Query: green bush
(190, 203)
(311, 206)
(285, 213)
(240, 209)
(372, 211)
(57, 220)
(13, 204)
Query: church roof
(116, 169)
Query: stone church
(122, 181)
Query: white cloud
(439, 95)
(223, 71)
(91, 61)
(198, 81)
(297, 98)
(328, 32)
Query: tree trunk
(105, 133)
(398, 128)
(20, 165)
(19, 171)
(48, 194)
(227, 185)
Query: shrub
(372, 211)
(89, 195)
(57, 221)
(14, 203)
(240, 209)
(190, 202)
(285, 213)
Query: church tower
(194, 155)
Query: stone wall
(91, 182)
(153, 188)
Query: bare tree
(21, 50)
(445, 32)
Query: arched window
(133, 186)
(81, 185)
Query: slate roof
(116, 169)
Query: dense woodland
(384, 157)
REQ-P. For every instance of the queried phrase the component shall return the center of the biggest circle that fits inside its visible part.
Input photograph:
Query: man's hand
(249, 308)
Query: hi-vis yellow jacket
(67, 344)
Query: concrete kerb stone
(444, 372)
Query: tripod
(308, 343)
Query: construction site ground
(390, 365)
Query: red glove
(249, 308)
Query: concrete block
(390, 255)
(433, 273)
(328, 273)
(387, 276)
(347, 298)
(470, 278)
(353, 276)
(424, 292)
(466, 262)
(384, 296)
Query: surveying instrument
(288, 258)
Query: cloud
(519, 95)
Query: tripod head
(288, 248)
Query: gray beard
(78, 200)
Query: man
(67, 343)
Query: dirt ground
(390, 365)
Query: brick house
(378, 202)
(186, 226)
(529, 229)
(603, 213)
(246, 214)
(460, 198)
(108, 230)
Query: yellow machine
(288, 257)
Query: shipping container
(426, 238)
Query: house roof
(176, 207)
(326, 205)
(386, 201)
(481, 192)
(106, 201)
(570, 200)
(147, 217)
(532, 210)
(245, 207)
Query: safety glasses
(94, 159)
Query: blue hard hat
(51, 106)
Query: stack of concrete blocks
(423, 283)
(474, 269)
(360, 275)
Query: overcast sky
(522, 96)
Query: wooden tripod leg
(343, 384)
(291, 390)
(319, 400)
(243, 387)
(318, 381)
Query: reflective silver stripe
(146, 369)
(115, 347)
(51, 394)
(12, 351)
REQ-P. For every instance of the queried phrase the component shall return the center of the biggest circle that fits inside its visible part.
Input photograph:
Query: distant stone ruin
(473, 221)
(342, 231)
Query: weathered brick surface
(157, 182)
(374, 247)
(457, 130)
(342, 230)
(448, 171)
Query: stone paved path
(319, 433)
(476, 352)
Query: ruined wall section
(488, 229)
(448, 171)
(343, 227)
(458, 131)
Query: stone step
****************************************
DIRECTION — Arrange the material from the line containing "Query: dirt ground" through the last line of the material as a Markdown table with the columns "Row" and "Line". Number each line in "Row" and put the line itself in "Line", leaving out blank lines.

THE ANSWER —
| Row | Line |
|---|---|
| 1 | Query: dirt ground |
| 2 | (390, 365) |
| 3 | Query: brick house |
| 4 | (378, 202) |
| 5 | (186, 226) |
| 6 | (529, 229) |
| 7 | (603, 213) |
| 8 | (246, 214) |
| 9 | (460, 198) |
| 10 | (108, 230) |
| 11 | Query: yellow machine |
| 12 | (288, 257) |
| 13 | Query: shipping container |
| 14 | (426, 238) |
| 15 | Query: house roof |
| 16 | (176, 207) |
| 17 | (326, 205) |
| 18 | (386, 201) |
| 19 | (481, 192) |
| 20 | (106, 201) |
| 21 | (570, 200) |
| 22 | (147, 217) |
| 23 | (532, 210) |
| 24 | (245, 207) |
| 25 | Query: safety glasses |
| 26 | (94, 159) |
| 27 | Query: blue hard hat |
| 28 | (51, 106) |
| 29 | Query: stack of concrete blocks |
| 30 | (423, 283) |
| 31 | (474, 269) |
| 32 | (360, 275) |
| 33 | Query: overcast sky |
| 34 | (522, 96) |
| 35 | Query: wooden tripod leg |
| 36 | (343, 384) |
| 37 | (291, 390) |
| 38 | (319, 400) |
| 39 | (243, 387) |
| 40 | (318, 381) |
| 41 | Query: reflective silver stripe |
| 42 | (146, 369) |
| 43 | (115, 347) |
| 44 | (51, 394) |
| 45 | (12, 351) |
| 46 | REQ-P. For every instance of the queried phrase the component shall return the center of the biggest circle that fits inside its visible part. |
| 47 | Input photograph: |
| 48 | Query: distant stone ruin |
| 49 | (473, 221) |
| 50 | (342, 231) |
| 51 | Query: weathered brick surface |
| 52 | (157, 182) |
| 53 | (374, 247) |
| 54 | (457, 130) |
| 55 | (342, 230) |
| 56 | (448, 171) |
| 57 | Query: stone paved path |
| 58 | (319, 433) |
| 59 | (476, 352) |
| 60 | Query: ruined wall section |
| 61 | (488, 229) |
| 62 | (448, 171) |
| 63 | (343, 227) |
| 64 | (458, 131) |
| 65 | Query: stone step |